Stored dataset items:
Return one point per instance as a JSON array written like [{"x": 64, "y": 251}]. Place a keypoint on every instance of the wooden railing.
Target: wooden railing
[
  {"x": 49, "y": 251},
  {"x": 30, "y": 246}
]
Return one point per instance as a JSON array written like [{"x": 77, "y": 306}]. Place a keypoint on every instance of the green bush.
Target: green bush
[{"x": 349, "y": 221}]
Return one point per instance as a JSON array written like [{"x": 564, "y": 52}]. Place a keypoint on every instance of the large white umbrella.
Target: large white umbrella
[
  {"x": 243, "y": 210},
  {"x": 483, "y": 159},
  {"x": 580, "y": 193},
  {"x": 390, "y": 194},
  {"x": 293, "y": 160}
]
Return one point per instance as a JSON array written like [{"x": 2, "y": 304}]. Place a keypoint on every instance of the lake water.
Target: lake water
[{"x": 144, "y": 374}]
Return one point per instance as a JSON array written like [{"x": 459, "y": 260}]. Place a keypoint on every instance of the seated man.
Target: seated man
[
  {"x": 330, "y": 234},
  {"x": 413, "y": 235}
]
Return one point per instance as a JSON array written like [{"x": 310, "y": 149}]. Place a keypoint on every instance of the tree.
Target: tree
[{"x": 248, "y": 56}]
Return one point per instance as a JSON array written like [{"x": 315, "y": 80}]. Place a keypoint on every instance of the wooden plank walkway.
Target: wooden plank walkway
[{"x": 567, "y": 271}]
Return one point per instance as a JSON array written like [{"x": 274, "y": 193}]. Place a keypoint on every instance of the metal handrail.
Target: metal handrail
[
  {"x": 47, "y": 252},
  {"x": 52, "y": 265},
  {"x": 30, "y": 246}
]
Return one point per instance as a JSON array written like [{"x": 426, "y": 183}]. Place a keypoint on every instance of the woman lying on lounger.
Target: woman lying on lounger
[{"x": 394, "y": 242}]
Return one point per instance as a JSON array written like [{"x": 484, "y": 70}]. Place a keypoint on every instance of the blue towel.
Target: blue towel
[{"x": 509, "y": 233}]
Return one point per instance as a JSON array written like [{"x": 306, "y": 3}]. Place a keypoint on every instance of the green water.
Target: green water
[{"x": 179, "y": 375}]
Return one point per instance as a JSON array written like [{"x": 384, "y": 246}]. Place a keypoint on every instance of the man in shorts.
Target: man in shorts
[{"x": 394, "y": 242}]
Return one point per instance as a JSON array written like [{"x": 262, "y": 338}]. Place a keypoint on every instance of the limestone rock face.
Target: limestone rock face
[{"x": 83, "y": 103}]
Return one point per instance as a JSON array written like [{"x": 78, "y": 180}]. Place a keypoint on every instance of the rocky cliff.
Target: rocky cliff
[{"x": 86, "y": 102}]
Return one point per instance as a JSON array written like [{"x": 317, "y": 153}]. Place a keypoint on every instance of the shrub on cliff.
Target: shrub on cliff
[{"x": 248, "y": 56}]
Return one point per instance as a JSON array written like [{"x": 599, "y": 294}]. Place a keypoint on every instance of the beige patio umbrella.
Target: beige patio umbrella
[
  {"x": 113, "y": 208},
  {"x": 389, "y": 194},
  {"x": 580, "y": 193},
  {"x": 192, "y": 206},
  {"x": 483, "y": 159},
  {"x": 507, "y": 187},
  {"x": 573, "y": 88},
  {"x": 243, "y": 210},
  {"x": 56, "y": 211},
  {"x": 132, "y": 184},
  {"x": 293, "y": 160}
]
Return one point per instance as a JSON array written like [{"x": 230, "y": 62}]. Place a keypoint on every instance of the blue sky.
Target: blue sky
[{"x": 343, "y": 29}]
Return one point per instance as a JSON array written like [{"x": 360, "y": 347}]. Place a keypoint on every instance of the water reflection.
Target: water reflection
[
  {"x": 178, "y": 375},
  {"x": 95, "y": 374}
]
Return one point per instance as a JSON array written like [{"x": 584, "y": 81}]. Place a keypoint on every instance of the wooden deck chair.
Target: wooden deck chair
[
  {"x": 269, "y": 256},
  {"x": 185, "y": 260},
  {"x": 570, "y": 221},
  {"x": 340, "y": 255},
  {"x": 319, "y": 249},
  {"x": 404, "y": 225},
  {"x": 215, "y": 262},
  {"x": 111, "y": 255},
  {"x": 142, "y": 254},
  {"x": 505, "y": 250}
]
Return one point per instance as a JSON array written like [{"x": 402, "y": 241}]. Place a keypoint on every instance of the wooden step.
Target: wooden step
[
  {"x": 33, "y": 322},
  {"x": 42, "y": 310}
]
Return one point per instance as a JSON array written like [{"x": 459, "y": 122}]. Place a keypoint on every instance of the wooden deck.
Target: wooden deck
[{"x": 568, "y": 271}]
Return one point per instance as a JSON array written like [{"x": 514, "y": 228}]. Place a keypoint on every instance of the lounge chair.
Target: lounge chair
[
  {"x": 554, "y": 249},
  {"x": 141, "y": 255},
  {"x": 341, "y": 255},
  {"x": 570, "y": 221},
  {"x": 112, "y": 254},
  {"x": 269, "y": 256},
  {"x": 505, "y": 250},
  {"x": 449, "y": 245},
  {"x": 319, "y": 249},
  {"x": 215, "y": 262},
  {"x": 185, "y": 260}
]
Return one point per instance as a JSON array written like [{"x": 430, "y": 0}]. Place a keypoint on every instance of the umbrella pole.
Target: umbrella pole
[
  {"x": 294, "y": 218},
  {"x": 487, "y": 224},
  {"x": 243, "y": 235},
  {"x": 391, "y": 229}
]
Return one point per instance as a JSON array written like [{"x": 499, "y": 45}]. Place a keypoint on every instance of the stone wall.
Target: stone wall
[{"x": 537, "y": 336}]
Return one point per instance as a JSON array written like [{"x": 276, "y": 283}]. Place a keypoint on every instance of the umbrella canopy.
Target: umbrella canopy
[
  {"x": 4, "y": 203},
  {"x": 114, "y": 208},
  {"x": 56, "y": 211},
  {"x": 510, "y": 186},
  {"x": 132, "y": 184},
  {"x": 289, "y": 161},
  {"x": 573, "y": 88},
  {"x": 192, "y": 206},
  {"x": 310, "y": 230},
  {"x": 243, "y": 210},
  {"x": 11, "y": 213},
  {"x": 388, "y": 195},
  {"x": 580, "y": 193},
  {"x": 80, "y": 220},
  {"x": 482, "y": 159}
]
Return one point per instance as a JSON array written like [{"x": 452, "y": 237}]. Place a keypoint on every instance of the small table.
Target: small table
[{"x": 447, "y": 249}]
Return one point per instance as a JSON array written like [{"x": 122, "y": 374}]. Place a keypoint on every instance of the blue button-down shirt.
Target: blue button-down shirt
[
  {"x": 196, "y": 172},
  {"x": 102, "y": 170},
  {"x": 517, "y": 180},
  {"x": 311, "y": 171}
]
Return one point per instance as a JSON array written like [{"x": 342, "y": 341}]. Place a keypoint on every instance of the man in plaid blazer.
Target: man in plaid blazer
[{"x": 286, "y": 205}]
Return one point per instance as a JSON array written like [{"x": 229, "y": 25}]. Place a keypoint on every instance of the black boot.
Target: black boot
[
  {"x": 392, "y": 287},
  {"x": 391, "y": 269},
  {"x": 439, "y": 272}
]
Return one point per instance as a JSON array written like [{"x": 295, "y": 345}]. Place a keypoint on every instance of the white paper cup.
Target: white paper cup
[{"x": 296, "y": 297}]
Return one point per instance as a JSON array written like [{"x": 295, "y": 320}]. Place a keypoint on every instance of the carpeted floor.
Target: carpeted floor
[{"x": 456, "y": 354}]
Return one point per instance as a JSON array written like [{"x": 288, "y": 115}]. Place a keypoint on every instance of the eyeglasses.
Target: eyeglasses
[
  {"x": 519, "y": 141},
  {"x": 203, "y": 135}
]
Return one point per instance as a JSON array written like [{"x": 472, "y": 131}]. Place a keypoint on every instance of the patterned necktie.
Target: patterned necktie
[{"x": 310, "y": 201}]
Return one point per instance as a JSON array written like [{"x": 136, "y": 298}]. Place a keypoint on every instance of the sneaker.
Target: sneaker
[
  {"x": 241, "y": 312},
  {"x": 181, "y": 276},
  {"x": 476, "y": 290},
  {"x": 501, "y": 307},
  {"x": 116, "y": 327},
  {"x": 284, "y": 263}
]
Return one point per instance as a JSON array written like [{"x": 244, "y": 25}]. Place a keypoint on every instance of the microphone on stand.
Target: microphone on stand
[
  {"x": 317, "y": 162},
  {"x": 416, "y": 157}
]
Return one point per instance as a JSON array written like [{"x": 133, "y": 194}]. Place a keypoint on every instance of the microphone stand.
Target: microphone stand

Exercise aim: Find "the patterned necktie." in the data above, then repeat that line and all lines after it exactly, ending with the final line.

Full response:
Return one point per instance as a JSON array written like [{"x": 472, "y": 131}]. Place a keypoint on every instance of the patterned necktie.
Target: patterned necktie
[{"x": 310, "y": 201}]
Return one point per instance as a JSON array written like [{"x": 136, "y": 298}]. Place a keypoint on every instance of the sneaker.
Target: sneaker
[
  {"x": 241, "y": 312},
  {"x": 181, "y": 276},
  {"x": 476, "y": 290},
  {"x": 501, "y": 307},
  {"x": 116, "y": 327},
  {"x": 284, "y": 263}
]
Return one point per instance as a JSON array written like [{"x": 244, "y": 25}]. Place a keypoint on every instance of the microphone on stand.
Target: microphone on stand
[
  {"x": 317, "y": 162},
  {"x": 416, "y": 157}
]
Return one point per instance as a JSON array written like [{"x": 133, "y": 194}]. Place a keypoint on every instance of the microphone stand.
Target: microphone stand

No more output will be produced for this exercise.